** Dataset content **
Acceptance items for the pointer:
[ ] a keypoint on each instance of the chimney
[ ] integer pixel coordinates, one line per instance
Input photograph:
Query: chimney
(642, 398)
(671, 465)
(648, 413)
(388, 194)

...

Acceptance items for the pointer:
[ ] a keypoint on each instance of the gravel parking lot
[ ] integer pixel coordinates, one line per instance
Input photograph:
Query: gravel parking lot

* * *

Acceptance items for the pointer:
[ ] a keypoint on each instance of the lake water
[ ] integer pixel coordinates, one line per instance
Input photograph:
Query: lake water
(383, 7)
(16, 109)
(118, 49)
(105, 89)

** Direction **
Extract each line of the records above that contains the word "chimney", and reproduce those lines without alteration.

** Output for this exercise **
[ ] a keypoint on each instance of the chimney
Query: chimney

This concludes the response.